*** Document extract Section Begins ***

So, you’ve done it. Made it through secondary school, those seven years of homework and exam preparation flying past, you’ve sat those end of school assessments, made the grade and now you’re attending the University of Oxford. Congratulations. But now what?

Whether you’re studying Maths, History, Science, it doesn’t really matter. School has turned you into an ideal worker. You’ll fit right in to current society.

Don’t be late. Hand in your work to a given standard. Enjoy your set hours. Work well with others but rarely actually work as a team to combine strengths. You want time off? You’ll have to let someone know in advance. Even then, you can only have a set amount of time and you’ll be back soon. Because you need the money.

As I write this article at 3:30am in a dimly lit London A&E department, volunteering on a night shift, it feels so different from this time last year, when I was being thrown out of a closing Oxford nightclub. COVID has turned everyone’s life upside down, though some are more harshly affected than others. Being at home away from university life and stuck in a series of never-ending lockdowns has been a challenging experience (or to use the now cliche term ‘an unprecedented time’) but this has given us time for important self-reflection. What exactly is it we want to do in life after university?

Perhaps you have a powerful calling to a set profession and are reading up on how best to prepare. Maybe you have already got an internship secured (that wasn’t cancelled last minute due to COVID) that will lead you to a job in your dream sector. Or perhaps you have just started thinking about your future and have no idea. Regardless, there will be aspects of your future life you dread. Taxes. Responsibility. Being able to get a mortgage on a property in a location you want. Making choices you regret.

*** Document extract Section Ends ***
*** Available data Section Begins ***

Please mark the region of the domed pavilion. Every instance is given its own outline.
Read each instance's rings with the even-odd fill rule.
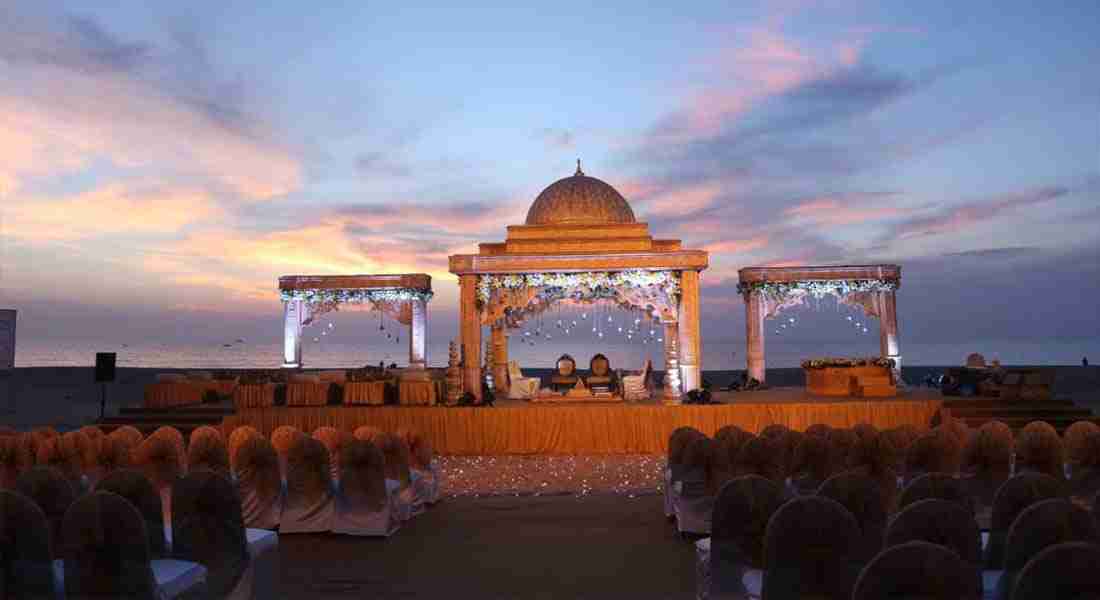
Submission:
[[[576,173],[550,184],[524,225],[476,254],[450,257],[459,276],[463,389],[481,399],[482,327],[492,335],[493,375],[508,380],[507,329],[557,302],[614,303],[664,325],[667,397],[701,383],[698,280],[707,253],[653,239],[607,183]]]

*** Available data Section Ends ***

Work task 1 → In the article about life after university, where and at what time does the writer say the article is being written?
Work task 2 → List every aspect of future life that the article about life after university says readers will dread.

Problem solution 1 → At 3:30am in a dimly lit London A&E department, during a volunteer night shift.

Problem solution 2 → Taxes; responsibility; being able to get a mortgage on a property in a location you want; making choices you regret.